Records excerpted from a collection:
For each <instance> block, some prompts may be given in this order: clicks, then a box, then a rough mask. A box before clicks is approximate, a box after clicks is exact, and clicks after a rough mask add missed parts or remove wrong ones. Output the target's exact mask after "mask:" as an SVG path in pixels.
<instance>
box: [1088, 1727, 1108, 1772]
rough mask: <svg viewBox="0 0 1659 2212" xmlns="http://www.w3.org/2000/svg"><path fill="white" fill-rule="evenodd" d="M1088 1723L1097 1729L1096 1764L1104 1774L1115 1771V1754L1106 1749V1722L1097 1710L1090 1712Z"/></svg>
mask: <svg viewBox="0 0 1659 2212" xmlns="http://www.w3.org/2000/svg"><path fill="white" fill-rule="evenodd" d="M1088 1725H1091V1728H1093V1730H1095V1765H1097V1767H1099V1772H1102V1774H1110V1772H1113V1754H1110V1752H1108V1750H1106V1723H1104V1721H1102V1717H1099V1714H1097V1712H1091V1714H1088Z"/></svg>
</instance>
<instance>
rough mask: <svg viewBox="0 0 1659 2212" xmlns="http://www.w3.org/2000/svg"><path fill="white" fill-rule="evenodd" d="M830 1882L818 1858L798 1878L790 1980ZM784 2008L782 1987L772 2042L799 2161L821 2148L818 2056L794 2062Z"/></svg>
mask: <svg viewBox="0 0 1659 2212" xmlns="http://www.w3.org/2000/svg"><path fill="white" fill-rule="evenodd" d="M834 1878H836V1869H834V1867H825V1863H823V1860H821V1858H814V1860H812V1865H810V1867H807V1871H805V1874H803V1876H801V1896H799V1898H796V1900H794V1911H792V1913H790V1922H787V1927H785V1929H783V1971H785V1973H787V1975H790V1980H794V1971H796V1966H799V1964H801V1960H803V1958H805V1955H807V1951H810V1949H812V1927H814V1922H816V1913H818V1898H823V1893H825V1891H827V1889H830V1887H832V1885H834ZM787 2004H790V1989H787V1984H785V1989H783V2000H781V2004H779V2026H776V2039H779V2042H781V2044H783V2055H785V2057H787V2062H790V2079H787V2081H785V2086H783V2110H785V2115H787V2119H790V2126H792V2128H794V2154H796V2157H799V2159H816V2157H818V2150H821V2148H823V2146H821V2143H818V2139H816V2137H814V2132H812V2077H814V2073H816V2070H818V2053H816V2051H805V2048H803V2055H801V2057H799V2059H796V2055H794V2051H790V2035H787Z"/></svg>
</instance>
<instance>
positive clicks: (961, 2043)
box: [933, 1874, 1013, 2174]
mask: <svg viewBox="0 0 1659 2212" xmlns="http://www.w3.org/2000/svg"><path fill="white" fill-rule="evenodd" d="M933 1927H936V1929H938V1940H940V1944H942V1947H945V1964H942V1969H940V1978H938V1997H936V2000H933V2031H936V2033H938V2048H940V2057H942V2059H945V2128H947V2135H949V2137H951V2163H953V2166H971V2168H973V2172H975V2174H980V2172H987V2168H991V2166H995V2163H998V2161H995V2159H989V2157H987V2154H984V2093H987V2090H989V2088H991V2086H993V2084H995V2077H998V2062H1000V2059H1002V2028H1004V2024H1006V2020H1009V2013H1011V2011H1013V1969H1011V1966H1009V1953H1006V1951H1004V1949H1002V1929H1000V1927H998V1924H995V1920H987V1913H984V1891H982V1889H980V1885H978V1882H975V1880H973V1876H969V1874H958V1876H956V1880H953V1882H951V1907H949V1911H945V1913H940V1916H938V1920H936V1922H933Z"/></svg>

• [Action item]:
Copy out every line of the records above with no changes at all.

• [Output of the task]:
For each <instance> block, some prompts may be given in this order: clicks, then a box, then a rough mask. A box before clicks is approximate, a box after clicks is exact, and clicks after a rough mask add missed parts or remove wrong ones. Output the target's exact mask after "mask:" as an SVG path in pixels.
<instance>
box: [1088, 1727, 1108, 1772]
rough mask: <svg viewBox="0 0 1659 2212" xmlns="http://www.w3.org/2000/svg"><path fill="white" fill-rule="evenodd" d="M1088 1723L1097 1729L1096 1764L1104 1774L1115 1771V1754L1106 1749V1722L1097 1710L1090 1712Z"/></svg>
mask: <svg viewBox="0 0 1659 2212" xmlns="http://www.w3.org/2000/svg"><path fill="white" fill-rule="evenodd" d="M1088 1725H1091V1728H1093V1730H1095V1765H1097V1767H1099V1772H1102V1774H1110V1772H1113V1754H1110V1752H1108V1750H1106V1723H1104V1721H1102V1717H1099V1714H1097V1712H1091V1714H1088Z"/></svg>
</instance>
<instance>
rough mask: <svg viewBox="0 0 1659 2212" xmlns="http://www.w3.org/2000/svg"><path fill="white" fill-rule="evenodd" d="M830 1882L818 1858L798 1878L790 1980ZM784 2008L782 1987L772 2042L799 2161L821 2148L818 2056L794 2062Z"/></svg>
mask: <svg viewBox="0 0 1659 2212" xmlns="http://www.w3.org/2000/svg"><path fill="white" fill-rule="evenodd" d="M834 1878H836V1869H834V1867H825V1863H823V1860H821V1858H814V1860H812V1865H810V1867H807V1871H805V1874H803V1876H801V1896H799V1898H796V1900H794V1911H792V1913H790V1922H787V1927H785V1929H783V1971H785V1973H787V1975H790V1980H794V1971H796V1966H799V1964H801V1960H803V1958H805V1955H807V1951H810V1949H812V1927H814V1922H816V1913H818V1898H823V1893H825V1891H827V1889H830V1887H832V1885H834ZM787 2004H790V1989H787V1984H785V1989H783V2000H781V2004H779V2026H776V2039H779V2042H781V2044H783V2055H785V2057H787V2062H790V2079H787V2081H785V2086H783V2110H785V2115H787V2119H790V2126H792V2128H794V2154H796V2157H799V2159H816V2157H818V2150H821V2148H823V2146H821V2143H818V2139H816V2137H814V2132H812V2077H814V2073H816V2070H818V2053H816V2051H805V2048H803V2055H801V2057H799V2059H796V2055H794V2051H790V2035H787Z"/></svg>
</instance>
<instance>
positive clicks: (961, 2043)
box: [933, 1874, 1013, 2174]
mask: <svg viewBox="0 0 1659 2212" xmlns="http://www.w3.org/2000/svg"><path fill="white" fill-rule="evenodd" d="M933 1927H936V1929H938V1940H940V1944H942V1947H945V1964H942V1969H940V1978H938V1997H936V2000H933V2031H936V2033H938V2048H940V2057H942V2059H945V2128H947V2135H949V2137H951V2163H953V2166H971V2168H973V2172H975V2174H980V2172H987V2168H991V2166H995V2163H998V2161H995V2159H989V2157H987V2154H984V2093H987V2090H989V2088H991V2086H993V2084H995V2077H998V2062H1000V2059H1002V2028H1004V2024H1006V2020H1009V2013H1011V2011H1013V1969H1011V1966H1009V1953H1006V1951H1004V1949H1002V1929H1000V1927H998V1924H995V1920H987V1913H984V1891H982V1889H980V1885H978V1882H975V1880H973V1876H969V1874H958V1876H956V1880H953V1882H951V1907H949V1911H945V1913H940V1916H938V1920H936V1922H933Z"/></svg>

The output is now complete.